AIM OF THE TASK:
Set the data down again, exactly as it reads, but without the pictures.

DATA SHOWN:

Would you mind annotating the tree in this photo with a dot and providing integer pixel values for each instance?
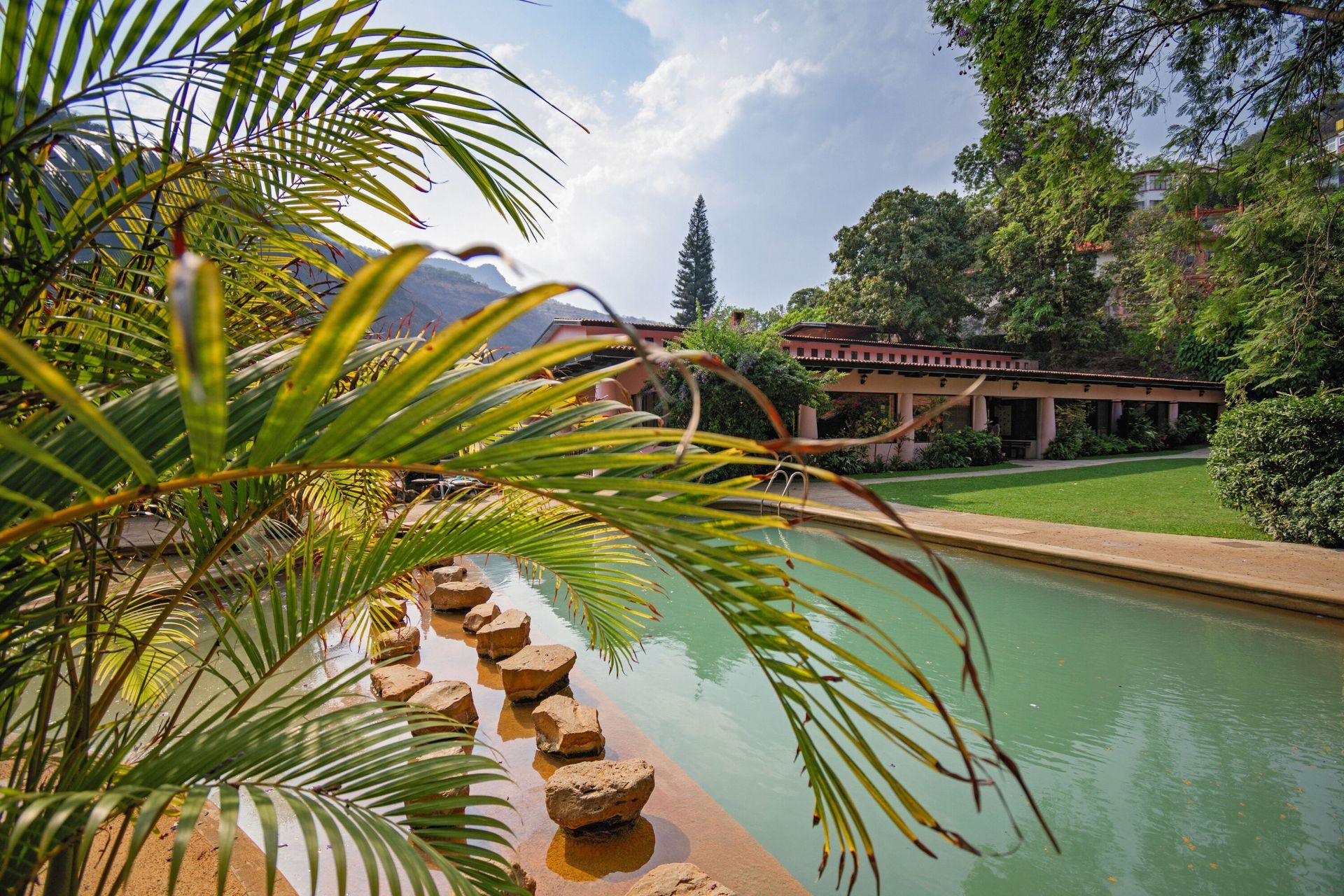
(1266, 311)
(904, 266)
(159, 347)
(1042, 197)
(756, 354)
(1231, 65)
(1266, 304)
(694, 296)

EXERCISE ANSWER:
Would you mind annotating the tree in this photo with a dot and providing integer pixel values for each instance?
(1266, 311)
(904, 266)
(159, 347)
(1042, 197)
(756, 354)
(1231, 65)
(1266, 304)
(694, 296)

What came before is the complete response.